• [Exercise instructions]:
Rewrite the Redline key animation post from "A few weeks" to "a technical breakdown.", putting "Amazon Japan" wherever "Amazon JP" appears.

• [Article]:
· · · ·
A few weeks ago I purchased the Redline Key Animation book on Amazon JP. I had planned to do a detailed breakdown of the shots that were indentified in the book and make a blog post about it, but I decided to team with XMuradX to make another sakuga MAD together. It’s a much better experience to see a MAD with the names in the bottom left than reading a technical breakdown.
The book itself is set up like an art book, using an entire page to show off one or a few key animation frames instead of a usual key animation book which would show off all of the key frames in that particular cut. As a result, you don’t get to see the full sequences that these great animators came up with Takeshi Koike’s direction, but it’s a worthwhile purchase if you enjoyed the film. I posted some pictures on my Twitter account a while back:
Katsuya Yamada Pic
Shinya Ohira Pic
Hiroyuki Imaishi Pic
Takafumi Hori Pic
After transcribing all of the scenes from the book, Murad was constantly working every night for the next week editing the video together and double-checking with the sakuga wiki entry for Redline for anything extra we could add into the video or might have missed. Early on we weren’t happy with how Part A was coming together since there were so few scenes in the book that identified the work in the Yellow Line race (just the first cut of Chiharu Sato, Katsuya Yamada’s work, and some of Takafumi Hori’s work).
· · · ·
• [Material supplied]:
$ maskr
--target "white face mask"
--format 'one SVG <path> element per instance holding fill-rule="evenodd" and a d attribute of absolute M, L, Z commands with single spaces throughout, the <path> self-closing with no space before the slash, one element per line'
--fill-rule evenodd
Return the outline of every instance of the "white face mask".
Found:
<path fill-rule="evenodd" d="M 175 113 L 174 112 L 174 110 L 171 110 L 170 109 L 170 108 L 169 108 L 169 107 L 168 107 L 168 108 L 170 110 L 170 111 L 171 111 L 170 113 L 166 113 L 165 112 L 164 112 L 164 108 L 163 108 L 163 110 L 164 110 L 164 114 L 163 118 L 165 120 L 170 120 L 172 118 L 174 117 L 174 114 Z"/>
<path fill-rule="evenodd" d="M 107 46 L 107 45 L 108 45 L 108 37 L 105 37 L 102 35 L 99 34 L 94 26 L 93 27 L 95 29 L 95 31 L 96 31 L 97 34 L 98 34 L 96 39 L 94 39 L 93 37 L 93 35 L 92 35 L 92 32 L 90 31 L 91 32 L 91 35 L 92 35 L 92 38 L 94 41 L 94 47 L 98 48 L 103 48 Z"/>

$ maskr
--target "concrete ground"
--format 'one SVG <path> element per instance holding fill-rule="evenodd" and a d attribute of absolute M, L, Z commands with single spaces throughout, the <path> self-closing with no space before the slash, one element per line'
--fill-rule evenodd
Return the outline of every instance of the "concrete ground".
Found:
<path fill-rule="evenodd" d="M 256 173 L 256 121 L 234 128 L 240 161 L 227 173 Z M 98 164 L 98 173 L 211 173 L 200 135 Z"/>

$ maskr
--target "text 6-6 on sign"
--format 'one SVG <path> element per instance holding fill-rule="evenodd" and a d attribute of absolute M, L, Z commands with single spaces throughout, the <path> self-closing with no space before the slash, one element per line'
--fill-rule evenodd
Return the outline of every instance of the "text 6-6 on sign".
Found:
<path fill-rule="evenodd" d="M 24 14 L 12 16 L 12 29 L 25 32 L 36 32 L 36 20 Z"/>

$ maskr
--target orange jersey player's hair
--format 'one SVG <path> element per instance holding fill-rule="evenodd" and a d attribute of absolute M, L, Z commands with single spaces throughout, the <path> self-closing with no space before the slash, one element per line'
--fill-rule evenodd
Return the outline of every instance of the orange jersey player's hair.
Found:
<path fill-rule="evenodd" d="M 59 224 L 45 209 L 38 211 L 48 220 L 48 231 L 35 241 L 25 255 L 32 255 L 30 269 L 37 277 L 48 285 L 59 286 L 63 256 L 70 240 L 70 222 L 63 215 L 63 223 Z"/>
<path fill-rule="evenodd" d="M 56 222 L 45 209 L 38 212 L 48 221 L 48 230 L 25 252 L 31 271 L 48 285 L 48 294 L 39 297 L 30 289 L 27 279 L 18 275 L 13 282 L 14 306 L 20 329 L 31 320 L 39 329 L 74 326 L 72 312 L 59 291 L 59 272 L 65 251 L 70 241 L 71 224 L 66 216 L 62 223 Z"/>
· · · ·
• [Complete response]:
A few weeks ago I purchased the Redline Key Animation book on Amazon Japan. I had planned to do a detailed breakdown of the shots that were indentified in the book and make a blog post about it, but I decided to team with XMuradX to make another sakuga MAD together. It’s a much better experience to see a MAD with the names in the bottom left than reading a technical breakdown.